Using the records below, transcribe word for word the stretch from the line that contains "the dark trousers" through the line that contains "the halved apricot", both end lines included, and nothing else.

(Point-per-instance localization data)
__________

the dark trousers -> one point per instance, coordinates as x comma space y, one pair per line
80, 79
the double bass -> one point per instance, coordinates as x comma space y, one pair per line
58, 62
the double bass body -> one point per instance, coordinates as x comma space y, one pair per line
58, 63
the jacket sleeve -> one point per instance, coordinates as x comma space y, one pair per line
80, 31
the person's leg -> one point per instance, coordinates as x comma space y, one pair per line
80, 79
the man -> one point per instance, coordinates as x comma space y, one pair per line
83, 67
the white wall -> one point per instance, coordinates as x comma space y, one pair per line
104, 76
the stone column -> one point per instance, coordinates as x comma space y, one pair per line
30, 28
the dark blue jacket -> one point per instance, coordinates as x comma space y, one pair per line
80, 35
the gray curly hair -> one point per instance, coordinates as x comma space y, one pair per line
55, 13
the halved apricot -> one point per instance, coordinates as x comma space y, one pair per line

__________

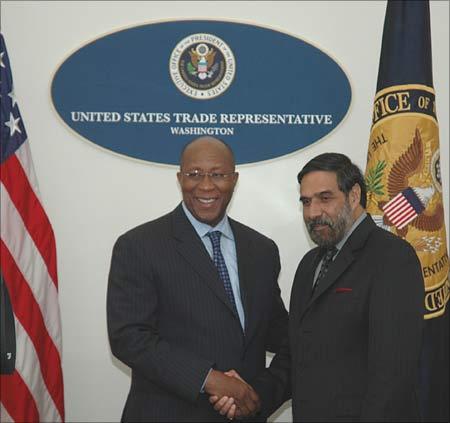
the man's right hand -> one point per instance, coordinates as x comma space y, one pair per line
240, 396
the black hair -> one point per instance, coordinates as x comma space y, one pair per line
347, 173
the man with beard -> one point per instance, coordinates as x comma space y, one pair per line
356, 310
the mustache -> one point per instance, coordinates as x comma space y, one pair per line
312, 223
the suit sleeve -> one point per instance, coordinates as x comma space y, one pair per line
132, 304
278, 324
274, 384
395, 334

__________

Solution to the problem:
the dark trousers -> one point per instance, coordinates as x comma space y, one pair per line
80, 79
the double bass -> one point per instance, coordinates as x comma space y, one pair per line
58, 62
the double bass body -> one point per instance, coordinates as x comma space y, one pair per line
58, 63
the jacket sleeve -> one point per instance, coordinates as x comma space y, one pair per line
80, 31
the person's leg -> one point per instance, coordinates as x comma space y, one pair per line
80, 79
the man -> one point per instance, coordinates as x comma space y, one pair per line
83, 67
the white wall -> one point per instance, coordinates as x comma space y, one pair per line
104, 76
the stone column -> one point per instance, coordinates as x comma space y, one pair per line
30, 28
the dark blue jacket -> one point per instance, coordinates as x comma space y, one pair per line
80, 35
the gray curly hair -> one point per instance, coordinates as x comma space y, one pair per line
55, 13
the halved apricot -> one point per instance, coordinates as x comma space y, one pair per line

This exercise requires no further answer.